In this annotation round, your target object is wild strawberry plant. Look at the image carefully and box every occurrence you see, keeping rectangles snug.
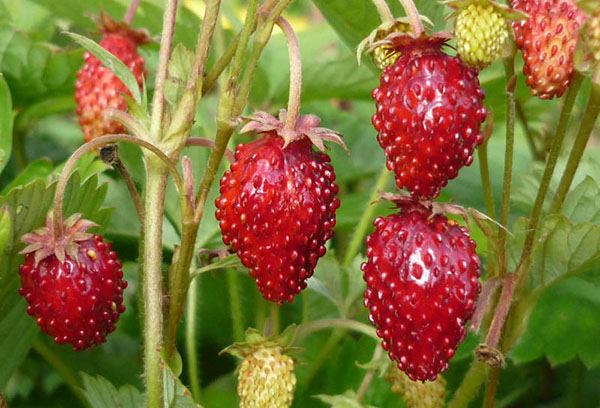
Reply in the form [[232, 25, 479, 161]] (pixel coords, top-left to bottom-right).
[[0, 0, 600, 408]]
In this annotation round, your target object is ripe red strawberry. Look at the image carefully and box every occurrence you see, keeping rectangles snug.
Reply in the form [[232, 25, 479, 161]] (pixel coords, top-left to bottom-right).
[[372, 34, 487, 199], [512, 0, 585, 99], [215, 110, 342, 304], [75, 13, 147, 142], [362, 202, 481, 381], [19, 214, 127, 351]]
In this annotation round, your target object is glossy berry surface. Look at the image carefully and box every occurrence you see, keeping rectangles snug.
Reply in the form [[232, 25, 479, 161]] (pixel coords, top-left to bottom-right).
[[512, 0, 585, 99], [215, 133, 340, 304], [362, 208, 481, 381], [372, 42, 487, 199], [19, 236, 127, 351], [75, 34, 145, 142]]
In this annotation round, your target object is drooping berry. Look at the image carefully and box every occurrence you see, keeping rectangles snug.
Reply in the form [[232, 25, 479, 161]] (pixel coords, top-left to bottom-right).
[[215, 111, 341, 304], [372, 35, 487, 199], [19, 214, 127, 351], [444, 0, 526, 69], [75, 13, 147, 142], [385, 364, 446, 408], [362, 202, 481, 381], [237, 347, 296, 408], [512, 0, 585, 99]]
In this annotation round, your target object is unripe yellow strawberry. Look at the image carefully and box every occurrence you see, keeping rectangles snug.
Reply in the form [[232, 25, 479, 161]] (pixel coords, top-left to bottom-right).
[[385, 363, 446, 408], [454, 4, 508, 69], [237, 347, 296, 408]]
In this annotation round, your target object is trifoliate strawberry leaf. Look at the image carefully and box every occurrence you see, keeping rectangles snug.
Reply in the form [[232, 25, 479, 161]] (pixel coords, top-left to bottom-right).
[[0, 173, 110, 389], [81, 372, 144, 408], [65, 32, 142, 103], [0, 76, 13, 174], [0, 23, 83, 107], [510, 279, 600, 368]]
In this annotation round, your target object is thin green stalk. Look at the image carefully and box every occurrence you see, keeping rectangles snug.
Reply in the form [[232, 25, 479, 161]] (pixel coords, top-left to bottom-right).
[[32, 339, 89, 407], [372, 0, 394, 23], [142, 157, 169, 408], [448, 360, 487, 408], [185, 279, 202, 401], [498, 53, 517, 278], [150, 0, 177, 142], [477, 139, 496, 219], [482, 367, 500, 408], [549, 82, 600, 214], [517, 71, 583, 282], [227, 269, 244, 343], [343, 166, 392, 267]]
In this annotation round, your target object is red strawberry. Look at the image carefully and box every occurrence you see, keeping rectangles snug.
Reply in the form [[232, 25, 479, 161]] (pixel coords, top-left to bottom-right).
[[512, 0, 585, 99], [362, 202, 481, 381], [19, 214, 127, 351], [75, 13, 147, 142], [372, 34, 486, 199], [215, 110, 342, 304]]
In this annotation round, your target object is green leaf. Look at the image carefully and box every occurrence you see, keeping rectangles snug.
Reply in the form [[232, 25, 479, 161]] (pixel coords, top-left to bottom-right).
[[510, 279, 600, 368], [65, 33, 142, 103], [0, 75, 13, 174], [81, 372, 144, 408], [0, 23, 83, 107], [0, 172, 110, 389], [313, 0, 446, 49], [163, 364, 200, 408]]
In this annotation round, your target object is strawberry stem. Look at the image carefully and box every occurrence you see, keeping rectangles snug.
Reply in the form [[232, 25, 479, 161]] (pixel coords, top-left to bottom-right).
[[123, 0, 140, 25], [400, 0, 424, 38], [52, 134, 185, 238], [548, 82, 600, 214], [372, 0, 394, 23], [277, 17, 302, 129]]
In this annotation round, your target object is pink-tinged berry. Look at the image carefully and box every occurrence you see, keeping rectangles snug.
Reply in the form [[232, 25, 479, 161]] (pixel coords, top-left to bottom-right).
[[75, 13, 147, 142], [19, 214, 127, 351], [372, 34, 487, 199], [362, 203, 481, 381], [215, 111, 341, 304], [512, 0, 585, 99]]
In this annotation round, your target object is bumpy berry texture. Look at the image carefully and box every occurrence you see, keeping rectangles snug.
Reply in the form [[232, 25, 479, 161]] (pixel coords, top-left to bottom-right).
[[454, 3, 508, 69], [19, 235, 127, 350], [362, 207, 481, 381], [385, 364, 446, 408], [512, 0, 585, 99], [372, 21, 412, 69], [237, 347, 296, 408], [215, 132, 340, 304], [75, 33, 146, 142], [372, 40, 487, 199]]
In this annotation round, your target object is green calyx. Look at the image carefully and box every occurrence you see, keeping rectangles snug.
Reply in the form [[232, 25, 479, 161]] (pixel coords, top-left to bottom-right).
[[442, 0, 527, 70]]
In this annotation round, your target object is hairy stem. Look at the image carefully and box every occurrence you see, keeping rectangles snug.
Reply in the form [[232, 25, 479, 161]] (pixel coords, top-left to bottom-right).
[[142, 157, 169, 408], [52, 134, 185, 237], [517, 71, 583, 282], [277, 17, 302, 129], [123, 0, 140, 25], [372, 0, 394, 23], [185, 279, 202, 401], [343, 166, 392, 267], [294, 319, 379, 343], [227, 269, 244, 343], [498, 53, 517, 278], [400, 0, 423, 37], [150, 0, 177, 142], [32, 339, 89, 407], [549, 82, 600, 214]]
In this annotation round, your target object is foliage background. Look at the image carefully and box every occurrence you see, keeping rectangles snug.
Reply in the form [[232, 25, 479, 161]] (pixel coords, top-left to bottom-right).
[[0, 0, 600, 407]]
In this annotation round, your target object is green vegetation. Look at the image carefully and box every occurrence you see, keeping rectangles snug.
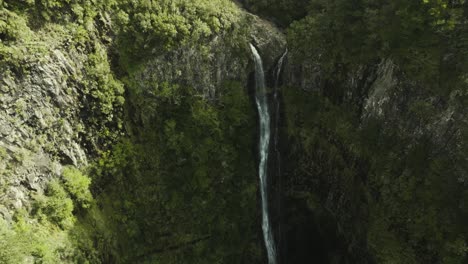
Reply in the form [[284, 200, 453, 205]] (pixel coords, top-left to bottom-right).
[[0, 0, 468, 264], [0, 168, 93, 264], [84, 80, 260, 263]]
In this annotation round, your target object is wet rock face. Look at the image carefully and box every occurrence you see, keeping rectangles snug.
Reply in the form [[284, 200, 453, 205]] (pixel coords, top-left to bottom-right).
[[0, 46, 87, 219], [246, 13, 287, 69], [132, 11, 286, 102]]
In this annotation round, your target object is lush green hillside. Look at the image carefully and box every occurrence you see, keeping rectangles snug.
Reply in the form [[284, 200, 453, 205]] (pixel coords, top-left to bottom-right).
[[0, 0, 468, 264]]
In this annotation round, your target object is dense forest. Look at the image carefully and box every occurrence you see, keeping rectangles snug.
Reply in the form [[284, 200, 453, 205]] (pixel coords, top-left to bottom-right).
[[0, 0, 468, 264]]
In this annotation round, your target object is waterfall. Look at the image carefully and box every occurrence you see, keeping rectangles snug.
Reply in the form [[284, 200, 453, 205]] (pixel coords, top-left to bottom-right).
[[250, 44, 277, 264], [273, 49, 288, 260]]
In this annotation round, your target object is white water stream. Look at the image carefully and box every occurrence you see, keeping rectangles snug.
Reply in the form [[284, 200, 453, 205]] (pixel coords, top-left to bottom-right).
[[250, 44, 277, 264]]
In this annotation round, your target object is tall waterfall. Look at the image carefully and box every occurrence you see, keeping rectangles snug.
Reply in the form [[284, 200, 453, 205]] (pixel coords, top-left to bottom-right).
[[250, 44, 277, 264]]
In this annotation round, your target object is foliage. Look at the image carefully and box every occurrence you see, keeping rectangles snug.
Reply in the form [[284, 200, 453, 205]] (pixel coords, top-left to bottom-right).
[[86, 83, 258, 263], [63, 167, 93, 208], [288, 0, 468, 90], [241, 0, 309, 27], [114, 0, 240, 65]]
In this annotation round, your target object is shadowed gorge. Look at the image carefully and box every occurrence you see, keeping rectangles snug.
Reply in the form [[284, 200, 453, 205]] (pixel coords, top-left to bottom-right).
[[0, 0, 468, 264]]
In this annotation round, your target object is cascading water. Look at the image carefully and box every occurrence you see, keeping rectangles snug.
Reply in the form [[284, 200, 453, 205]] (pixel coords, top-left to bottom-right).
[[250, 44, 277, 264], [273, 49, 288, 262]]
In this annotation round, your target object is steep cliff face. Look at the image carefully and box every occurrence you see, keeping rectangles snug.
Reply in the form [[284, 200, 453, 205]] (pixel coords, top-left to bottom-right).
[[283, 52, 467, 263], [0, 1, 285, 263], [0, 20, 123, 220]]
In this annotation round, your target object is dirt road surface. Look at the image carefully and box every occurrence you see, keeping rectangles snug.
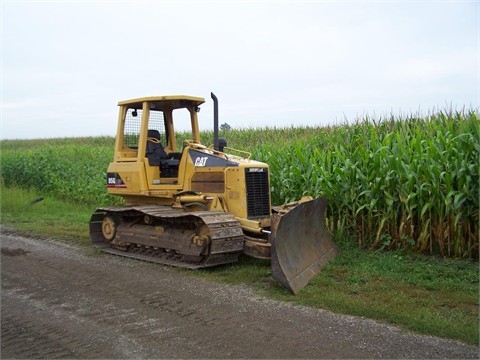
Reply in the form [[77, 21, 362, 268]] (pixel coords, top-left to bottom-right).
[[0, 229, 479, 359]]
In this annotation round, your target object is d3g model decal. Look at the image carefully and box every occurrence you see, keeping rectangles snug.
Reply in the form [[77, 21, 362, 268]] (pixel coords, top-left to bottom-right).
[[107, 173, 127, 188]]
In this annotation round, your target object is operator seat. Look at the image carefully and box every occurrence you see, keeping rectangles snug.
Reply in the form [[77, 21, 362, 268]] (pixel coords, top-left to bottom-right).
[[147, 129, 180, 178], [147, 130, 168, 166]]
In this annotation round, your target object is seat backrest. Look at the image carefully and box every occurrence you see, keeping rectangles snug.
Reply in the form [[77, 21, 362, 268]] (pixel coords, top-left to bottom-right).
[[147, 129, 168, 166]]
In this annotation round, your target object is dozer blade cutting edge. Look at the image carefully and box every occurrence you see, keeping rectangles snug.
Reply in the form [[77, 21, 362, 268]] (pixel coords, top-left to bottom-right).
[[270, 198, 339, 294]]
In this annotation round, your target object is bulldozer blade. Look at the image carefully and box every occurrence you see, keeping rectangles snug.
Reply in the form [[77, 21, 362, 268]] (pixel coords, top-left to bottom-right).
[[270, 198, 339, 294]]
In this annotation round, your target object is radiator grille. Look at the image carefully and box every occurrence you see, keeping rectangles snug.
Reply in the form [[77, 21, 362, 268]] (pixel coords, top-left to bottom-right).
[[245, 168, 270, 219]]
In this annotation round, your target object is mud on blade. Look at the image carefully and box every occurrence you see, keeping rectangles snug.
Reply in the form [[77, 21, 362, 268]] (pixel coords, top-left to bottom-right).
[[271, 198, 339, 294]]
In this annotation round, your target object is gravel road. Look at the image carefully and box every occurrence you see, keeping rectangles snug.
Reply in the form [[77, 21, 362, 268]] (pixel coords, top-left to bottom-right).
[[0, 229, 479, 359]]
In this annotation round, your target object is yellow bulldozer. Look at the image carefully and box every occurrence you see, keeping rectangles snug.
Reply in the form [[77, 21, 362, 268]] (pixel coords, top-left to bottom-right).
[[90, 93, 338, 294]]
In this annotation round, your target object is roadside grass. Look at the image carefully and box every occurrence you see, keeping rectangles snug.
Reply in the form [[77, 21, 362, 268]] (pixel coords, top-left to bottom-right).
[[0, 186, 479, 345], [0, 186, 95, 245]]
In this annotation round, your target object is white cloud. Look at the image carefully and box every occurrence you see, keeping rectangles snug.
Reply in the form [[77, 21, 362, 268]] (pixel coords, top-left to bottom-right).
[[1, 1, 480, 138]]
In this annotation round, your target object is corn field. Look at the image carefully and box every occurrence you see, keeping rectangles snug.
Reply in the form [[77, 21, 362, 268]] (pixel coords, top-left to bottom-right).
[[1, 110, 480, 258]]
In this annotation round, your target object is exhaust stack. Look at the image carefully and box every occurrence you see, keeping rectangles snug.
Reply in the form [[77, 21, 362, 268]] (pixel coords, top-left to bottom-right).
[[210, 92, 223, 151]]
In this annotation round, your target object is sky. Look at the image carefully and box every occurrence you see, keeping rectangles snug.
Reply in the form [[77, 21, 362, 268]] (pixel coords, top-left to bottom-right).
[[0, 0, 480, 139]]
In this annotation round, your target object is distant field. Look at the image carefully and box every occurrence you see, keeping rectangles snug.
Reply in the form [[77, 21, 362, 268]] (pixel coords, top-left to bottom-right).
[[0, 110, 480, 258]]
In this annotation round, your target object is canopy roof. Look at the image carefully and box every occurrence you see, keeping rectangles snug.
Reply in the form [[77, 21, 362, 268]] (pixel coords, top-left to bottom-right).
[[118, 95, 205, 110]]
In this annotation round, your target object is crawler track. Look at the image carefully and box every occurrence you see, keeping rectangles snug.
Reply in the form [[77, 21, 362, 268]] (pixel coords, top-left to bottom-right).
[[90, 206, 244, 269]]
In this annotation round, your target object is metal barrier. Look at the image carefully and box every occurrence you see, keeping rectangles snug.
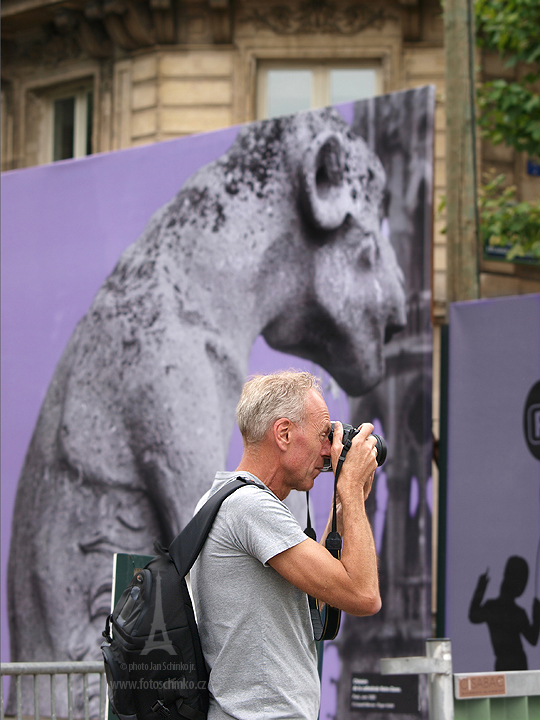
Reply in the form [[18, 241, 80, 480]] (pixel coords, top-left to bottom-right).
[[0, 661, 107, 720], [381, 638, 540, 720]]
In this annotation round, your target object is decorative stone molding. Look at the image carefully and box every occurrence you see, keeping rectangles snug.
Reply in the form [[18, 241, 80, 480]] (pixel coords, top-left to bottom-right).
[[238, 0, 393, 35]]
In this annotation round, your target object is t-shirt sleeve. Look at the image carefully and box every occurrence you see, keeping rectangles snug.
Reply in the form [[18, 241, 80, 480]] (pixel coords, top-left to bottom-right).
[[225, 487, 307, 565]]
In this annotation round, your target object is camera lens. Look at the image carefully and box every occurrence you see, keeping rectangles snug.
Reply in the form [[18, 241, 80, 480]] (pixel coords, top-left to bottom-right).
[[323, 422, 388, 472]]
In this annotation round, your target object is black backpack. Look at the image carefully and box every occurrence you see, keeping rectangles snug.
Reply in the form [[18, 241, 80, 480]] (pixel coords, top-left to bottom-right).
[[101, 477, 251, 720]]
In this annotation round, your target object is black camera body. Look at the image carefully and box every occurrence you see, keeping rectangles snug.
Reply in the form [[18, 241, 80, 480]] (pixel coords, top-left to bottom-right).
[[323, 422, 388, 472]]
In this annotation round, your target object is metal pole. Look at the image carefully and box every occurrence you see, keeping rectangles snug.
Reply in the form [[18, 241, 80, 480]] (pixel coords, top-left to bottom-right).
[[444, 0, 480, 312], [426, 638, 454, 720]]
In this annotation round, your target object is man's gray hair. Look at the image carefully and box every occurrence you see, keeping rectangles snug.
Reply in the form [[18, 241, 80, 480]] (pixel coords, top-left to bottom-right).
[[236, 370, 322, 445]]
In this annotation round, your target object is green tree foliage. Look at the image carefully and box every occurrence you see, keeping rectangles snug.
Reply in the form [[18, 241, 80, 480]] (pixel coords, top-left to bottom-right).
[[475, 0, 540, 261]]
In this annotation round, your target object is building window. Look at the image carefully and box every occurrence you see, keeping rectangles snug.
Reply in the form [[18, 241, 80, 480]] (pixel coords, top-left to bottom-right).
[[51, 89, 94, 160], [256, 62, 382, 120]]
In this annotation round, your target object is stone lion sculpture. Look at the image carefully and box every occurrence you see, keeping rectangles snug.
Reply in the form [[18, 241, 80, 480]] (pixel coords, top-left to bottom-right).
[[8, 109, 405, 714]]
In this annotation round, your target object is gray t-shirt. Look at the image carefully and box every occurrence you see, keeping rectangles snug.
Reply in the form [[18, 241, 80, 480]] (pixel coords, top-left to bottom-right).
[[191, 472, 320, 720]]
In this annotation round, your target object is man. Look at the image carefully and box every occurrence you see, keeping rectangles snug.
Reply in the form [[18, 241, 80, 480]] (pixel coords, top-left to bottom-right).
[[191, 371, 381, 720]]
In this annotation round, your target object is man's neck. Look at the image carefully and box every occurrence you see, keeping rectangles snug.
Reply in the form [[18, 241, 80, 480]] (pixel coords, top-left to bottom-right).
[[236, 447, 290, 500]]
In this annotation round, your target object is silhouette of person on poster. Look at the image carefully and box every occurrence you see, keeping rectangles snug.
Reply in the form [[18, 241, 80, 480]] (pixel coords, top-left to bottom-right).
[[469, 555, 540, 670]]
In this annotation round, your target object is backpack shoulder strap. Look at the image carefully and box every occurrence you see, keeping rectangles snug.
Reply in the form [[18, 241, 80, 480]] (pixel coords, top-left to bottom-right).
[[169, 476, 255, 577]]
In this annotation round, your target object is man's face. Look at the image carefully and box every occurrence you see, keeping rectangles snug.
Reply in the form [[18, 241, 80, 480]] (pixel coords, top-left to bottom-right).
[[286, 390, 331, 491]]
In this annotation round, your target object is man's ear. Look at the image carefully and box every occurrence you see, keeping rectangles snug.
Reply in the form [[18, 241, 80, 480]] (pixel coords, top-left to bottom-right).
[[300, 131, 353, 230], [274, 418, 292, 450]]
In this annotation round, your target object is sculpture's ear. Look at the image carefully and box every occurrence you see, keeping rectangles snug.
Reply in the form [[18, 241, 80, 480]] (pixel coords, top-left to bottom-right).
[[300, 132, 352, 230]]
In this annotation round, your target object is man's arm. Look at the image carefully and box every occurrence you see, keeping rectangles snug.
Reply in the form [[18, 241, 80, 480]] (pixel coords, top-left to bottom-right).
[[268, 423, 381, 615]]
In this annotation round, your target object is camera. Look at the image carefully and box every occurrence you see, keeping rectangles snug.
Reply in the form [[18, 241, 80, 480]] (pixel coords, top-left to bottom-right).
[[323, 422, 387, 472]]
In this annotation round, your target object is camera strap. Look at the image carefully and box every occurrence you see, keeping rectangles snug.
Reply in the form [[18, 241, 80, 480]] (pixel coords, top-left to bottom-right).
[[304, 430, 358, 642]]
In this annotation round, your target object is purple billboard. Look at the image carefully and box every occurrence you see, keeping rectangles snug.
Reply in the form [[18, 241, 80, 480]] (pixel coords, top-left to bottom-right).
[[2, 87, 434, 717], [445, 295, 540, 673]]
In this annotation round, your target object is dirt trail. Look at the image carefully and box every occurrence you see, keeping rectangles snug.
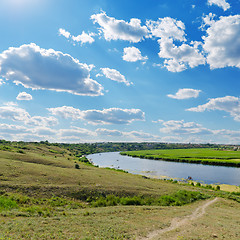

# # # # # # #

> Stated problem:
Rewrite the material from its first line up to and including the line containing "214, 127, 351]]", shifting every box coordinate in the answers up by 59 and keeping the requests, including their reply-format samples, unchanged. Leave the pictures out.

> Correct response:
In this annotation round, your target object is wild strawberry plant. Look at the image carefully and box every occurrence you see, keeping rectangles snug.
Reply in the form [[232, 25, 479, 161]] (pixel coords, top-left to bottom-right).
[[59, 59, 659, 467]]
In this annotation round, your target object is ripe red strawberry. Look at the image carefully and box every occurrence you see, keeping rectangles snug.
Reply in the form [[232, 25, 479, 161]] (pixel coords, top-left to bottom-right).
[[431, 93, 546, 258], [571, 59, 644, 158], [274, 169, 401, 363], [134, 72, 206, 201], [421, 261, 540, 440], [78, 273, 186, 410]]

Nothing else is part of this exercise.